• _Short problem_: Please copy out the whole stylometry thread below, word for word.

• _Document_:
-*-

Show HN: Using stylometry to find HN users with alternate accounts

[+] sillysaurusx|3 years ago|reply

Wow. This gives a lot of false positives, but it found all ~10 of my old accounts over the years.

The most interesting thing is that my writing style changed pretty drastically since a decade ago. Searching for my oldest account matches my earliest usernames, whereas searching this account matched the rest.

The details of the algorithm are fascinating: https://stylometry.net/about Mostly because of how simple it is. I assumed it would measure word embeddings against a trained ML model, but nothing so fancy.

[+] hnburnerUixoHr5|3 years ago|reply

Woof.

I create new accounts on a semi-regular basis because I think cliques are the most corrosive factor to social media. Any time my account gathers enough upvotes enough I destroy it for another.

I had four accounts. None are over 50% confidence, but when I look at any one account the others are consistently #2, #3, and #4.

Now I’m thinking very carefully about what words I use to avoid linking this as the 5th account.

[+] dimmke|3 years ago|reply

On the other side of the coin, I have never had an alternate HN account (beyond maybe 1-2 throwaways with only one post or comment) so seeing the list of users that are most similar to me was interesting. I didn't see some stark similarities based on a quick peek at their comments, but it was interesting.

[+] costco|3 years ago|reply

Yeah top 20 is a little excessive because in my own tests I found that top 20 is only marginally more accurate than top 10. You can get a more academic explanation [here](https://www.tandfonline.com/doi/abs/10.1080/09296174.2011.53...). I was amazed too because it seemed too easy!

[+] lettergram|3 years ago|reply

Frankly similar to how I was doing in back in 2018 (when you and I chatted about it on HN lol)

https://news.ycombinator.com/item?id=17944293

The approach I took was a bit different, but also no ML required.

-*-

• _Extracted information_:

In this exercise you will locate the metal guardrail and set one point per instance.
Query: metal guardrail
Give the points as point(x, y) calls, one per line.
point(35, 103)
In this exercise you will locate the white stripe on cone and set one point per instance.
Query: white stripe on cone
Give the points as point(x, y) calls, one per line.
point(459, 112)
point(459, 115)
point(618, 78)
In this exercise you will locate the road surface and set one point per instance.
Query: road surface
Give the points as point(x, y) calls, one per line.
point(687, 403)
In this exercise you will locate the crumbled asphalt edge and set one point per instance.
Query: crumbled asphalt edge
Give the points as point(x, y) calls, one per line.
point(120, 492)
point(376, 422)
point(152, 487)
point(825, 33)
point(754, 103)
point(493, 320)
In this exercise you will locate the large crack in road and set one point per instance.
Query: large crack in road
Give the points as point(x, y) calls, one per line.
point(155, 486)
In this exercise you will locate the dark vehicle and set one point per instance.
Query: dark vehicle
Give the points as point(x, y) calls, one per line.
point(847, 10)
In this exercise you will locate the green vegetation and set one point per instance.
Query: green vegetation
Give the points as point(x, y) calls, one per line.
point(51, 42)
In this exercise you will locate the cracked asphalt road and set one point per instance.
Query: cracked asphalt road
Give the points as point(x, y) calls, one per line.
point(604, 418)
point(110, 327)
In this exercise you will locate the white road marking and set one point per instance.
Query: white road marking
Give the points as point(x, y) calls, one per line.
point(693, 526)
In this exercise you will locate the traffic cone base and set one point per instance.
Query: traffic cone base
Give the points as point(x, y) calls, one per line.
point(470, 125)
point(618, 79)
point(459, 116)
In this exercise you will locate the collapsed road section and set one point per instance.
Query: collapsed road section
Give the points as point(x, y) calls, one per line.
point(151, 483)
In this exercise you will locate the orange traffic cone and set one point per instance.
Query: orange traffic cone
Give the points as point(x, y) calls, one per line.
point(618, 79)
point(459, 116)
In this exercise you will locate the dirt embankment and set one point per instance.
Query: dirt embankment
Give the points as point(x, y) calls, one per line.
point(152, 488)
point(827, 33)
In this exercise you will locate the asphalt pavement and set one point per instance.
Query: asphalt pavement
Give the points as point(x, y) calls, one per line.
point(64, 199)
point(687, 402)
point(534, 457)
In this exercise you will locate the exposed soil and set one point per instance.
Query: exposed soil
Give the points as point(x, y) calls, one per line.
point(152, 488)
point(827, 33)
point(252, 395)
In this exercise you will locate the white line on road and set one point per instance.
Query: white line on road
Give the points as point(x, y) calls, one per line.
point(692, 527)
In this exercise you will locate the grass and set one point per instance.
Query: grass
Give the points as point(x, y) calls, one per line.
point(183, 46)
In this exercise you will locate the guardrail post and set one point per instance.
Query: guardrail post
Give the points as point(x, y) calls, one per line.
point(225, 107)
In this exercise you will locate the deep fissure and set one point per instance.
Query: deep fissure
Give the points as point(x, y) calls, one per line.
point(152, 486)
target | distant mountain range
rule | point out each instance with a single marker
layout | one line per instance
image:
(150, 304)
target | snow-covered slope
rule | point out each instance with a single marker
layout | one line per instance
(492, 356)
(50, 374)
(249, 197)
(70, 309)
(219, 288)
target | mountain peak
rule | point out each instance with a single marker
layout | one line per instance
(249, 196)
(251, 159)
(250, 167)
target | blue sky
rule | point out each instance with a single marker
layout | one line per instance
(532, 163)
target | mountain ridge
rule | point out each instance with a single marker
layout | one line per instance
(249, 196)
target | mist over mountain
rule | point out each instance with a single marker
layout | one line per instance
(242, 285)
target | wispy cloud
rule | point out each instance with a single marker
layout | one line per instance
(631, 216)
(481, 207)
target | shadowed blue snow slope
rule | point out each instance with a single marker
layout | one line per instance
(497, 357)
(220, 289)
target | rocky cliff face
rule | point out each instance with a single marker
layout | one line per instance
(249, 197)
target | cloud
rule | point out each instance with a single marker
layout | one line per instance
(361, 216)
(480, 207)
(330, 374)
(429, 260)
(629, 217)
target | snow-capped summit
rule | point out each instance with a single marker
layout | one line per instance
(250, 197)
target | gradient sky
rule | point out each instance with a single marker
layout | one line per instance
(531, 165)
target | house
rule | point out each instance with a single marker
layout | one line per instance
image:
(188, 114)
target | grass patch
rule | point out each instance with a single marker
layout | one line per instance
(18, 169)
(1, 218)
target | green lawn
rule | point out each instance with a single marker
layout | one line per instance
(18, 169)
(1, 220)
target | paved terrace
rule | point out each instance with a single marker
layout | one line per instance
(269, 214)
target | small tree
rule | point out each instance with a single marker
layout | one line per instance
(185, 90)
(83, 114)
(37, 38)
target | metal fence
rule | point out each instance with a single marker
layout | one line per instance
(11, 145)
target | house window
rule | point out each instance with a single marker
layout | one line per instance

-*-

• _Written answer_:
Show HN: Using stylometry to find HN users with alternate accounts

[+] sillysaurusx|3 years ago|reply

Wow. This gives a lot of false positives, but it found all ~10 of my old accounts over the years.

The most interesting thing is that my writing style changed pretty drastically since a decade ago. Searching for my oldest account matches my earliest usernames, whereas searching this account matched the rest.

The details of the algorithm are fascinating: https://stylometry.net/about Mostly because of how simple it is. I assumed it would measure word embeddings against a trained ML model, but nothing so fancy.

[+] hnburnerUixoHr5|3 years ago|reply

Woof.

I create new accounts on a semi-regular basis because I think cliques are the most corrosive factor to social media. Any time my account gathers enough upvotes enough I destroy it for another.

I had four accounts. None are over 50% confidence, but when I look at any one account the others are consistently #2, #3, and #4.

Now I’m thinking very carefully about what words I use to avoid linking this as the 5th account.

[+] dimmke|3 years ago|reply

On the other side of the coin, I have never had an alternate HN account (beyond maybe 1-2 throwaways with only one post or comment) so seeing the list of users that are most similar to me was interesting. I didn't see some stark similarities based on a quick peek at their comments, but it was interesting.

[+] costco|3 years ago|reply

Yeah top 20 is a little excessive because in my own tests I found that top 20 is only marginally more accurate than top 10. You can get a more academic explanation [here](https://www.tandfonline.com/doi/abs/10.1080/09296174.2011.53...). I was amazed too because it seemed too easy!

[+] lettergram|3 years ago|reply

Frankly similar to how I was doing in back in 2018 (when you and I chatted about it on HN lol)

https://news.ycombinator.com/item?id=17944293

The approach I took was a bit different, but also no ML required.